(Excerpts of location labeling data)
--------------------------------------------------

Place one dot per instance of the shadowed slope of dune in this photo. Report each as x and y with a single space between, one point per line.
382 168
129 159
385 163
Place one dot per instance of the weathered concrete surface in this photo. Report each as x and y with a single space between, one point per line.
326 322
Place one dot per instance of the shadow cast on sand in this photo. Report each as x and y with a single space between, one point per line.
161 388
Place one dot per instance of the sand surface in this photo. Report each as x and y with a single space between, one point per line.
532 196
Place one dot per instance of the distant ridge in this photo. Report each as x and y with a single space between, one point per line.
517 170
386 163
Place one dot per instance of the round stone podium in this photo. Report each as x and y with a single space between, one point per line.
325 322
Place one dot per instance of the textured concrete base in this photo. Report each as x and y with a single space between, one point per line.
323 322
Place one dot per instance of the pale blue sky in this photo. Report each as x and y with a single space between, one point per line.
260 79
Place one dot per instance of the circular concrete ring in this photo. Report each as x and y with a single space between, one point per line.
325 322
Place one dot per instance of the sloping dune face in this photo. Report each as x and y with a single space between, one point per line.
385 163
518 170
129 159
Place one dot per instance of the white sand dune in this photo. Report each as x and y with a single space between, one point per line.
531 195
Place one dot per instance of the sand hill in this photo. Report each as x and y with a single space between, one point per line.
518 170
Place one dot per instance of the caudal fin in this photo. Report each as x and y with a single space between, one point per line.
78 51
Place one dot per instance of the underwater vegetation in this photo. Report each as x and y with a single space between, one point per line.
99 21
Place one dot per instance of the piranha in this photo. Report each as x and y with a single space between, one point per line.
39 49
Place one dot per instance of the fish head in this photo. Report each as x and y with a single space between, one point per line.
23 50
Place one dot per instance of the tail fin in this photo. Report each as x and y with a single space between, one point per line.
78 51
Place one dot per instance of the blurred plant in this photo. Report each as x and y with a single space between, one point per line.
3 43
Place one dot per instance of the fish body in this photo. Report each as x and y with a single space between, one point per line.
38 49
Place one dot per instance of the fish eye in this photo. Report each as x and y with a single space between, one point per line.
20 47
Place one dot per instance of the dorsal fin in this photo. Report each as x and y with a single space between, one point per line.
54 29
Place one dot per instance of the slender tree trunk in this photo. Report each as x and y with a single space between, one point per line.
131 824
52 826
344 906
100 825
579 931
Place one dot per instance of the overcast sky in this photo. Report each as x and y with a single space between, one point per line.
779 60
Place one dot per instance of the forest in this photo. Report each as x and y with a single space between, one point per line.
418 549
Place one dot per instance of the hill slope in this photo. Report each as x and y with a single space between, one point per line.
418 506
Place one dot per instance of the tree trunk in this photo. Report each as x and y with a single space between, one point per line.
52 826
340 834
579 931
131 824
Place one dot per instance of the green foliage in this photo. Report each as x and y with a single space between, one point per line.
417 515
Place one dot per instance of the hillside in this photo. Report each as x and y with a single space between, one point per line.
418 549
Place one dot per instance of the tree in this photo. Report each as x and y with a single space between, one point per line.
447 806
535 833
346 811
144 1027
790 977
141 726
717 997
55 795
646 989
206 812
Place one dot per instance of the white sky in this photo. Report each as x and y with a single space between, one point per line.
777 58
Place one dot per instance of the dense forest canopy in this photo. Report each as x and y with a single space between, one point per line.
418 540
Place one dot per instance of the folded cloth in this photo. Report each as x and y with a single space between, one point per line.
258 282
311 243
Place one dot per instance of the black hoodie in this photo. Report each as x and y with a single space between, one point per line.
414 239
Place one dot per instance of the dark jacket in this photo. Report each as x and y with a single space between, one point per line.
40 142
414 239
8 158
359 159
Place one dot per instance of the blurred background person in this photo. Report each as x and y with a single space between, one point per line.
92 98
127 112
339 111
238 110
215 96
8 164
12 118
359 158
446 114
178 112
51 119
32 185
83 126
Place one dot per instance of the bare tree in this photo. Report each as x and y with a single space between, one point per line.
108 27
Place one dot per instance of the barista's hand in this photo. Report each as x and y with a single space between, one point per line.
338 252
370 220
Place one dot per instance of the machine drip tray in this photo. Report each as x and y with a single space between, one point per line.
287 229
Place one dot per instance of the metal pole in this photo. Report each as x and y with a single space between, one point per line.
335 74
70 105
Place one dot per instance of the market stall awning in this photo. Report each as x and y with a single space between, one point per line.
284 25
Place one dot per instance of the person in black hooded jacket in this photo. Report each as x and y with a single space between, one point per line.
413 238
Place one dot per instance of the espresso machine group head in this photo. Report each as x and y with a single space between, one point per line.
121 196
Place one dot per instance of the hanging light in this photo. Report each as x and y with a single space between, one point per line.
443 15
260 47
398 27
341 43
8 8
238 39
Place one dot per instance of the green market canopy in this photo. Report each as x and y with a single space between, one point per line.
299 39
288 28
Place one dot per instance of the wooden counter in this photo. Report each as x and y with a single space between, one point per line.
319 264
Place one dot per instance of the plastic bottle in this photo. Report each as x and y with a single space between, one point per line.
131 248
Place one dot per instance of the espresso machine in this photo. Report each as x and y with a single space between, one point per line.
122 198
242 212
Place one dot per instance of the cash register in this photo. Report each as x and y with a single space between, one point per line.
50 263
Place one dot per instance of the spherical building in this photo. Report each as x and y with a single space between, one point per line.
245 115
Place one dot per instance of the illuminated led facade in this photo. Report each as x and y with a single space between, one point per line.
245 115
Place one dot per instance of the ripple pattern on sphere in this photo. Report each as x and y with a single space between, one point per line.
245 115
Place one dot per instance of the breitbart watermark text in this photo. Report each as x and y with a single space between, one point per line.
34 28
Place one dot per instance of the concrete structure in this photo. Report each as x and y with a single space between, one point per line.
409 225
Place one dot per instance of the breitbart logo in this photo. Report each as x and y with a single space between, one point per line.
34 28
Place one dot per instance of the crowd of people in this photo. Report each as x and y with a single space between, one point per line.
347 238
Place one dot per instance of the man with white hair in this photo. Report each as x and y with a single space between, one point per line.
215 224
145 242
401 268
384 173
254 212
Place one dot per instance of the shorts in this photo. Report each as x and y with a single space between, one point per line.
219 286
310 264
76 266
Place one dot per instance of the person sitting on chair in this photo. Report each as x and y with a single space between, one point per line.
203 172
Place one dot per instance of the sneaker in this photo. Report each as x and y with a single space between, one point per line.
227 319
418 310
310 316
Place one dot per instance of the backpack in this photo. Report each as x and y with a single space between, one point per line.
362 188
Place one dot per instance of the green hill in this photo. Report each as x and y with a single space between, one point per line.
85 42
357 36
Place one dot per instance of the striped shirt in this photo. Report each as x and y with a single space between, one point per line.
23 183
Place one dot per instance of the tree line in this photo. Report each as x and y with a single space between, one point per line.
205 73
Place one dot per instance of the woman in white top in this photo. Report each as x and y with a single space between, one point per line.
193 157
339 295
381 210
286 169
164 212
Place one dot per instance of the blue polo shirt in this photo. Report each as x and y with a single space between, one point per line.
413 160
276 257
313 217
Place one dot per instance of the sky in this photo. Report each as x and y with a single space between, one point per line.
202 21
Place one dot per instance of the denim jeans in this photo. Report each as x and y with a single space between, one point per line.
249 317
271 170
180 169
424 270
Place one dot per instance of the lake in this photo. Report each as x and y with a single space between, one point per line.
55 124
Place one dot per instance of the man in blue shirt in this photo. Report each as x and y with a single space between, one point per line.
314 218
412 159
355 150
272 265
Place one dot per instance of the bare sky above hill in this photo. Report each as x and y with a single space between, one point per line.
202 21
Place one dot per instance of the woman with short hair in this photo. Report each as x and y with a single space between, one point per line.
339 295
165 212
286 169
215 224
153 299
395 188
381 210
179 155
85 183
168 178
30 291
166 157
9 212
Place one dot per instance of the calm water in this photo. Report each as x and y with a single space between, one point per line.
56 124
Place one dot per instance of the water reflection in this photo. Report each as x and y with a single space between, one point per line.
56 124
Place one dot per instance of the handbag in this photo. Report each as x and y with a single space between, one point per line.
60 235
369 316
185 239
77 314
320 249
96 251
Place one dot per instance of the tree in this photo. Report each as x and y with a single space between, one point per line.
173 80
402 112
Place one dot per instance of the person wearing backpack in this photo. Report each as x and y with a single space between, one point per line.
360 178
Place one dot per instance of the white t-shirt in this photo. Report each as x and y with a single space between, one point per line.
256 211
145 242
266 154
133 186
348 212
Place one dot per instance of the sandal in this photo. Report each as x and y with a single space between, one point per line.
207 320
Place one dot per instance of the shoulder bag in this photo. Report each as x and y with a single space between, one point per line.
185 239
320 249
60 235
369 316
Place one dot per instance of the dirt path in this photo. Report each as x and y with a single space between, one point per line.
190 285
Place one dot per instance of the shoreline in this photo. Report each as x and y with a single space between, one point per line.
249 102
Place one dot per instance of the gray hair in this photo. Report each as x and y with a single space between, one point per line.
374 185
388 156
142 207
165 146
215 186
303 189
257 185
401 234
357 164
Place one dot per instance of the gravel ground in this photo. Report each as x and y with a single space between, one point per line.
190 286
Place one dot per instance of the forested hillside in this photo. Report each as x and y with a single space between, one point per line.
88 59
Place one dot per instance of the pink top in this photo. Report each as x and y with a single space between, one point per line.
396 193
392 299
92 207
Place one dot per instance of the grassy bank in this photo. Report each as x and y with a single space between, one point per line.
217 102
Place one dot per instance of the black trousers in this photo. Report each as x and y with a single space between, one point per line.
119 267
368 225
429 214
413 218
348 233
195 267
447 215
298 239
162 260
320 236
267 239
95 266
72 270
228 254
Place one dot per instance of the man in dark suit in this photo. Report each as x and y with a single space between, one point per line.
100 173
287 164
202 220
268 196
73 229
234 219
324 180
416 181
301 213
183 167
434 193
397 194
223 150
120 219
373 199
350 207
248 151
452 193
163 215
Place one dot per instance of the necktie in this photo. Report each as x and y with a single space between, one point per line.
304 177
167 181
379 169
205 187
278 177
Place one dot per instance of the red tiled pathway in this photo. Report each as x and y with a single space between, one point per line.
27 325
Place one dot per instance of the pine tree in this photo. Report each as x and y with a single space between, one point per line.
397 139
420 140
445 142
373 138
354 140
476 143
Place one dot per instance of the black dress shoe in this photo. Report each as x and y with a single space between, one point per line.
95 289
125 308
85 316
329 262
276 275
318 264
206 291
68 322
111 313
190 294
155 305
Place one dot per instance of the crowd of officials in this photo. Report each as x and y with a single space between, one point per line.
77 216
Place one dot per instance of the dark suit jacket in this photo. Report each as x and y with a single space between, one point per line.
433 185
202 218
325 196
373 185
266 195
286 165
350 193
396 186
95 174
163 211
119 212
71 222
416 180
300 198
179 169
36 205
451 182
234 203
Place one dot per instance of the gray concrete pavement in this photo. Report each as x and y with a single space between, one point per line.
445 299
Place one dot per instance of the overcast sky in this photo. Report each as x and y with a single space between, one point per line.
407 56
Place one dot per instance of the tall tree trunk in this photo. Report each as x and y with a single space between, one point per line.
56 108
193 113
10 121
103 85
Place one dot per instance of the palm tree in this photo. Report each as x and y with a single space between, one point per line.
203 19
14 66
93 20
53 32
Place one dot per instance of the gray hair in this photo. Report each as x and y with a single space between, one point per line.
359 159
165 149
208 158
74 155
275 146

--------------------------------------------------

GIVEN PROBLEM> Exactly as written, give again every line from the one containing "Place one dot per instance of the crowd of officials" through the last line of the material above, and no other lines.

PROBLEM SOLUTION>
Place one dot per instance of the crowd of officials in this photo. Report each as x and y with a single space between, one point per line.
77 216
Place one dot per instance of the dark suit jacket in this photo. Report each as x and y with a single space between, one point per line.
433 185
202 218
325 196
373 185
266 195
286 165
350 193
396 186
95 174
163 211
119 212
71 222
416 180
300 198
179 169
36 205
451 182
234 203
Place one dot per instance of the gray concrete pavement in this photo. Report each as x and y with a single space between, one point per line.
445 299
Place one dot per instance of the overcast sky in this photo. Report each as x and y with a single space between, one point per line.
407 56
Place one dot per instance of the tall tree trunk in this photo. Report each as x and y with a single space between, one point per line.
56 108
193 113
10 121
103 85
Place one dot per instance of the palm tree in this photo. Report each as x and y with a single space between, one point per line.
203 19
14 66
93 20
53 32
Place one dot per instance of the gray hair in this photo. Report each as x and y with a single space between, one point per line.
359 159
165 149
208 158
74 155
275 146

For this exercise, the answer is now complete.